#### 指示文 a:
記録のうち「point: wooden beam」を含む行から始まり「column 117, row 371」を含む行で終わる部分だけを、「番号」と「行」の二列からなるMarkdownの表に変換してください。空行は入れない。

借地に関する土地賃貸借契約書の見直しを!
当協会ホームページをご覧いただき有難うございます。
専務理事およびホームページ担当を務めております石井です。
当協会では、県内各地域において年間に4~5回の不動産無料相談会を実施しておりますが、そのなかでも相談が多いもののひとつに『借地』があります。
借地の問題は、法律では定められていないことも沢山あることから、解決に難儀することも多くあり、手間のかかるわりには儲からないことからも取り扱いに消極的な不動産業者も少なくないように感じます。そのため、ご相談いただくお客様からは「どこに相談してよいかわからなかった。」というお話をよく聞きます。
私は、鎌倉市内の某宗教法人が所有する底地(借地として貸している土地)約60件の管理をさせていただいているため、必然的に借地業務の取扱いが多くなります。
そこで、今回は借地(底地)に関する土地賃貸借契約書(以下、契約書)について説明させていただきたいと思います。

#### 指示文 b:
借地に関する文章から、「借地に関する土地賃貸借契約書の見直しを!」で始まり「せていただきたいと思います。」で終わる部分を一字も変えずに抜き出して返すこと。

#### 保存済みの行:
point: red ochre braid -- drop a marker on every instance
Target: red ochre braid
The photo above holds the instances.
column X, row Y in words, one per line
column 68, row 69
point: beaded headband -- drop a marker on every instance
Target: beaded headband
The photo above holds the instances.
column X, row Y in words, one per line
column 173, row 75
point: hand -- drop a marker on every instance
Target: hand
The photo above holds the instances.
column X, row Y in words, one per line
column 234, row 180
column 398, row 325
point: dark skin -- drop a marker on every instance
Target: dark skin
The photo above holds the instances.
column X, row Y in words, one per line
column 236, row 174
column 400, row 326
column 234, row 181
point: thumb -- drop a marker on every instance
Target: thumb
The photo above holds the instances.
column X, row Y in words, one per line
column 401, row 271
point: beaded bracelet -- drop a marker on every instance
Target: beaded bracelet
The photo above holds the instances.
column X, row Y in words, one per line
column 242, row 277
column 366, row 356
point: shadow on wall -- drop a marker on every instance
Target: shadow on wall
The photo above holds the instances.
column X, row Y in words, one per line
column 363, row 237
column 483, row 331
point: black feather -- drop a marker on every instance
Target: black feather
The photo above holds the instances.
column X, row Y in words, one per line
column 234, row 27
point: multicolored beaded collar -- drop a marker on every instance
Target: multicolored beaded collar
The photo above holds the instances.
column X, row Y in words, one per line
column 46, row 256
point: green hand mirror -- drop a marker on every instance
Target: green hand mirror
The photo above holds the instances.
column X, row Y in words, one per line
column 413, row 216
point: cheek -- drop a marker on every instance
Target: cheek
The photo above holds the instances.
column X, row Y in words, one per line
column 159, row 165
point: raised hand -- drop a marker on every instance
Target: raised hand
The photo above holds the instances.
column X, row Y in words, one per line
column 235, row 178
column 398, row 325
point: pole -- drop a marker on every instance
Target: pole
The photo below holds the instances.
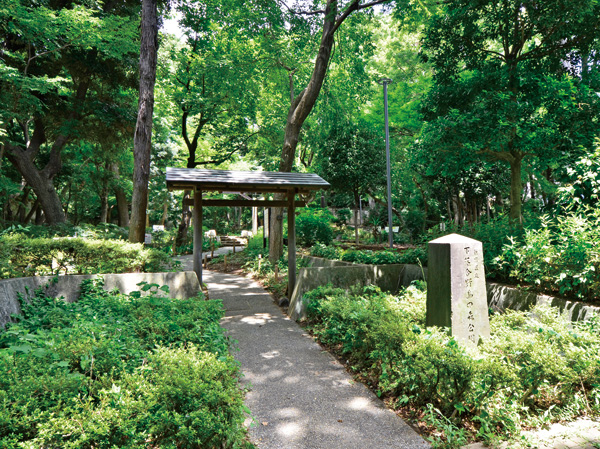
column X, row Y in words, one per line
column 385, row 82
column 291, row 243
column 198, row 234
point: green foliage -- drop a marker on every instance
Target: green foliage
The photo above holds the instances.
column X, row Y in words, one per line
column 314, row 225
column 99, row 231
column 342, row 216
column 416, row 255
column 559, row 257
column 582, row 183
column 328, row 252
column 25, row 256
column 351, row 159
column 535, row 368
column 116, row 371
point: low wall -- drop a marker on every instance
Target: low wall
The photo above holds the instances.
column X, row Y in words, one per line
column 183, row 284
column 387, row 277
column 345, row 274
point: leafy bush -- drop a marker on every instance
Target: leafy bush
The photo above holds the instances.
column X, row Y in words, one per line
column 560, row 257
column 115, row 371
column 328, row 252
column 24, row 256
column 536, row 367
column 409, row 256
column 314, row 225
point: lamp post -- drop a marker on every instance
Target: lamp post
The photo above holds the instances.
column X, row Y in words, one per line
column 384, row 82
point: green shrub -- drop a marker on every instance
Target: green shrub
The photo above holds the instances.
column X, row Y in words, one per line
column 560, row 257
column 343, row 216
column 24, row 256
column 116, row 371
column 535, row 368
column 314, row 225
column 328, row 252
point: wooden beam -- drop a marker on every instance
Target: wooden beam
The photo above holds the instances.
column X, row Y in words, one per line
column 198, row 234
column 245, row 189
column 245, row 203
column 291, row 243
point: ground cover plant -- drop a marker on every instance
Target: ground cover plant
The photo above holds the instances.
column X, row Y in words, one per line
column 535, row 368
column 22, row 256
column 117, row 371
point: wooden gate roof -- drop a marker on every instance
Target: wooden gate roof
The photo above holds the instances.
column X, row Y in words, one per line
column 243, row 181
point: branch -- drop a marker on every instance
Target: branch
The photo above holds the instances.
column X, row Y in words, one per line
column 239, row 147
column 303, row 13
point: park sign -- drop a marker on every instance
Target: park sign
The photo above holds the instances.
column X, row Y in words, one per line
column 456, row 290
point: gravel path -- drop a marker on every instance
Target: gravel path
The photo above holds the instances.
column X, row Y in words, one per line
column 299, row 395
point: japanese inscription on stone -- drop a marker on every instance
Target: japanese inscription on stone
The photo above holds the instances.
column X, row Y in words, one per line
column 456, row 291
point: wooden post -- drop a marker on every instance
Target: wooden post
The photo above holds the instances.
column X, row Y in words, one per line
column 291, row 243
column 198, row 234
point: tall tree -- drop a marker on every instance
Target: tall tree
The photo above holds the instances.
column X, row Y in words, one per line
column 495, row 63
column 334, row 15
column 212, row 79
column 59, row 64
column 142, row 143
column 351, row 161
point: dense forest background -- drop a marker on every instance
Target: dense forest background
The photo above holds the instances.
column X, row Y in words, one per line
column 494, row 106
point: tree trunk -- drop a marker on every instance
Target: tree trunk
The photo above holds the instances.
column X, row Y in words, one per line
column 300, row 108
column 143, row 130
column 165, row 214
column 121, row 197
column 104, row 197
column 356, row 225
column 516, row 190
column 186, row 219
column 42, row 185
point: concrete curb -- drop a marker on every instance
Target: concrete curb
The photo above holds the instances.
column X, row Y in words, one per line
column 345, row 275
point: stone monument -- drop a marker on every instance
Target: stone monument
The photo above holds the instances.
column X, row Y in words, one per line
column 456, row 292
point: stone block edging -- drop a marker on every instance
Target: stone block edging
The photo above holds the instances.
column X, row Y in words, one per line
column 345, row 274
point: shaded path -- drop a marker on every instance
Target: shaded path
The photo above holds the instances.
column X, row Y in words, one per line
column 300, row 396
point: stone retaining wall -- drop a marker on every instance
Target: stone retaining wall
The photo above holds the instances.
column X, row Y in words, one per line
column 345, row 274
column 183, row 284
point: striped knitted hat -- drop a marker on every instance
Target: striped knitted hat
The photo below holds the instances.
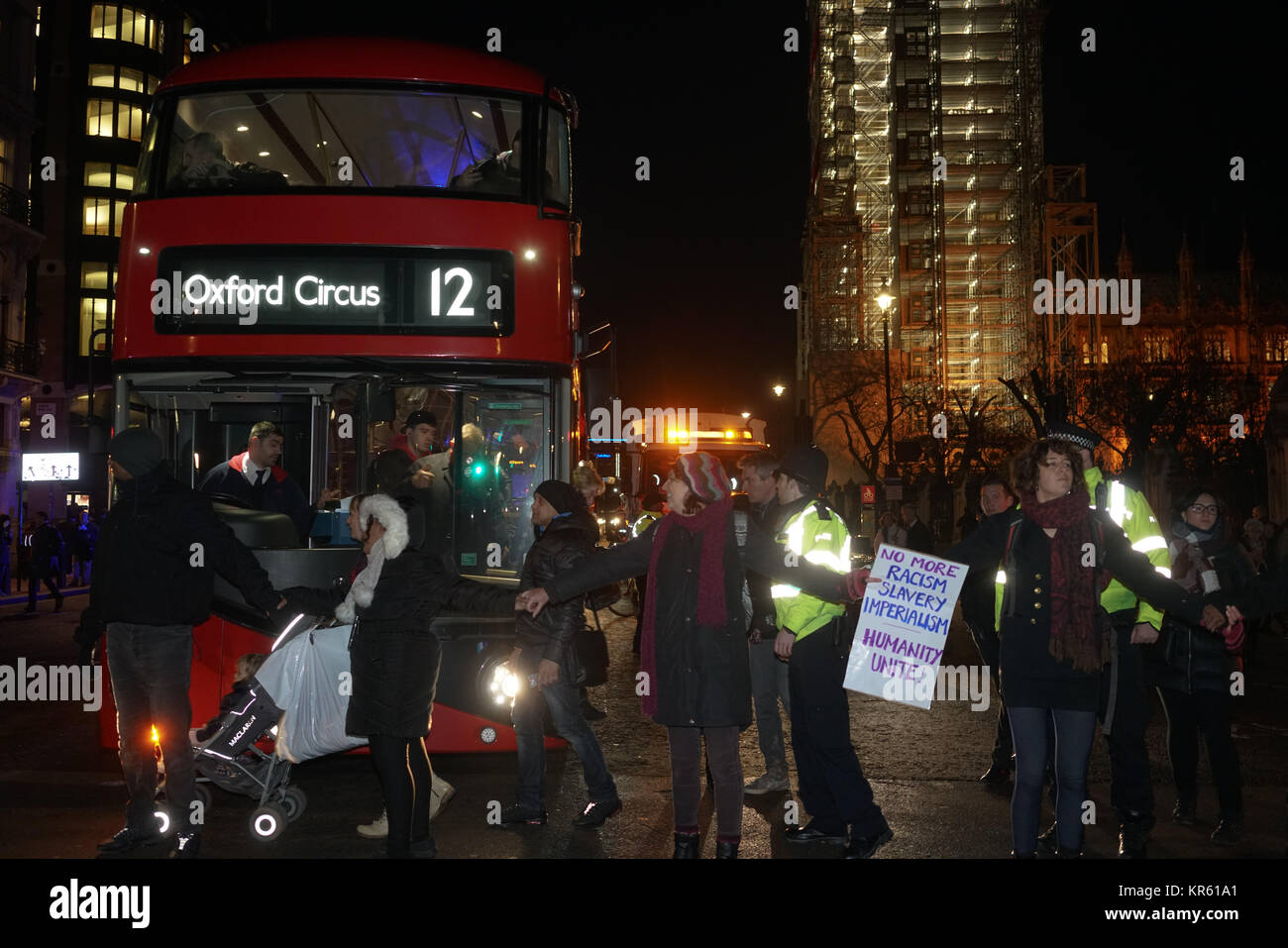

#### 最終結果 a:
| 番号 | 行 |
|---|---|
| 1 | point: wooden beam -- drop a marker on every instance |
| 2 | Target: wooden beam |
| 3 | The photo above holds the instances. |
| 4 | column X, row Y in words, one per line |
| 5 | column 198, row 234 |
| 6 | column 245, row 189 |
| 7 | column 245, row 203 |
| 8 | column 291, row 243 |
| 9 | point: ground cover plant -- drop a marker on every instance |
| 10 | Target: ground cover plant |
| 11 | The photo above holds the instances. |
| 12 | column X, row Y in words, one per line |
| 13 | column 535, row 368 |
| 14 | column 22, row 256 |
| 15 | column 117, row 371 |

#### 最終結果 b:
借地に関する土地賃貸借契約書の見直しを!
当協会ホームページをご覧いただき有難うございます。
専務理事およびホームページ担当を務めております石井です。
当協会では、県内各地域において年間に4~5回の不動産無料相談会を実施しておりますが、そのなかでも相談が多いもののひとつに『借地』があります。
借地の問題は、法律では定められていないことも沢山あることから、解決に難儀することも多くあり、手間のかかるわりには儲からないことからも取り扱いに消極的な不動産業者も少なくないように感じます。そのため、ご相談いただくお客様からは「どこに相談してよいかわからなかった。」というお話をよく聞きます。
私は、鎌倉市内の某宗教法人が所有する底地(借地として貸している土地)約60件の管理をさせていただいているため、必然的に借地業務の取扱いが多くなります。
そこで、今回は借地(底地)に関する土地賃貸借契約書(以下、契約書)について説明させていただきたいと思います。